Caso clínico 2 – Paciente de 52 anos, trazendo como queixa o receio de estar com câncer de próstata e já apresentando alguns sintomas. Devido a esse medo, sua relação conjugal estava sendo prejudicada. Relata que seu avô paterno, seu pai e um tio haviam falecido por câncer de próstata. Logo que a constelação teve início, os representantes do avô, do pai e do tio deitaram-se no chão. O representante do cliente fez de tudo para chamar a atenção deles, para que eles o enxergassem. Em seguida, foi perguntado ao representante do cliente se gostaria de se deitar no chão junto deles. Imediatamente o representante do cliente deitou-se. O mesmo foi feito com o próprio cliente. Depois de algum tempo, foi solicitado aos dois (ao cliente e ao seu representante) que se levantassem e que repetissem umas frases para desvincularem-se dos mortos. Após algumas semanas, o cliente retornou dizendo que os sintomas haviam desaparecido.

“É impressionante com que clareza as constelações sistêmicas com doentes podem revelar conexões transgeracionais entre as doenças e os acontecimentos traumáticos nas famílias de origem do paciente. Isso nos permite supor que aí reside um importante potencial de apoio médico, e é evidente que até o momento, no contexto da assistência médica, não se prestou atenção suficiente à busca dessas conexões”(1), afirma Stephan Hausner.

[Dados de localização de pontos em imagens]
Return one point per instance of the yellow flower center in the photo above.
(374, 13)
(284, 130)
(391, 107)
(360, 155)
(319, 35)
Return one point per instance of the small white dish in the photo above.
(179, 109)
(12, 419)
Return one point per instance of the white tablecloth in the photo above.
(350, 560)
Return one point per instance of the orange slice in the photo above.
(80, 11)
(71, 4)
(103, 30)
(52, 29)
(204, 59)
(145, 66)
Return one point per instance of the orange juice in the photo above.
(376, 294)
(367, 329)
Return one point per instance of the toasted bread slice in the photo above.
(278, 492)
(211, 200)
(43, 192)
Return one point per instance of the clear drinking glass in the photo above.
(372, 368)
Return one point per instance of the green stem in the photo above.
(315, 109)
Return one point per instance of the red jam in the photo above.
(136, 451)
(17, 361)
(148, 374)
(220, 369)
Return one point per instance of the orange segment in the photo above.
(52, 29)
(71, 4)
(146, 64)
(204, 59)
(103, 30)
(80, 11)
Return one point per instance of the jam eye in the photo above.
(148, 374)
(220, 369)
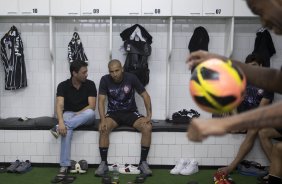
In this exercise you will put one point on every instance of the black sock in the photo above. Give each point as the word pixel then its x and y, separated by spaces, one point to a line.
pixel 144 153
pixel 104 154
pixel 274 180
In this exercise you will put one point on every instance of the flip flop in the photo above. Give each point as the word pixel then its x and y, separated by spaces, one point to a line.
pixel 58 178
pixel 2 169
pixel 192 182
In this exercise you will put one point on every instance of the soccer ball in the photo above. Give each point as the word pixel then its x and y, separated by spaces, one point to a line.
pixel 217 86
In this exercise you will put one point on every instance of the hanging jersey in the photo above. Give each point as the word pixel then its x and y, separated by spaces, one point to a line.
pixel 12 57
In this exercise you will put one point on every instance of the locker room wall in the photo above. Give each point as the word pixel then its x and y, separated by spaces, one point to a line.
pixel 36 100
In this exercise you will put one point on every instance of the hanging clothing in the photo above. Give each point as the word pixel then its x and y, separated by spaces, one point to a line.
pixel 137 44
pixel 12 57
pixel 75 49
pixel 264 46
pixel 199 40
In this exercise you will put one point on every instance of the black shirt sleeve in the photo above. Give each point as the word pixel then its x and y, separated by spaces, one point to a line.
pixel 60 90
pixel 137 84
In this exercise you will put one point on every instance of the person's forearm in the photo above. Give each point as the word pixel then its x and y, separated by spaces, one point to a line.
pixel 59 111
pixel 268 116
pixel 266 78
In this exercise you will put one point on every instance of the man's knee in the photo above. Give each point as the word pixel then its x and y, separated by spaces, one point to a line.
pixel 89 113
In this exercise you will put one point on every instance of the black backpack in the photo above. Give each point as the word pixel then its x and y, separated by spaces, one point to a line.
pixel 137 59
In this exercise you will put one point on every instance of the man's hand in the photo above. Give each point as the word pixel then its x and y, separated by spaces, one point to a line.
pixel 145 121
pixel 62 129
pixel 103 126
pixel 198 57
pixel 199 129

| SEU OBJETIVO |
Responda, conforme o texto sobre o caso clínico:
(a) Que idade tinha o paciente?
(b) Quais parentes do paciente haviam falecido por câncer de próstata?
(c) A quem é atribuída a afirmação entre aspas ao final?
Utilize exclusivamente o texto como fonte.

| RESOLUÇÃO DA TAREFA |
(a) 52 anos.
(b) O avô paterno, o pai e um tio.
(c) A Stephan Hausner.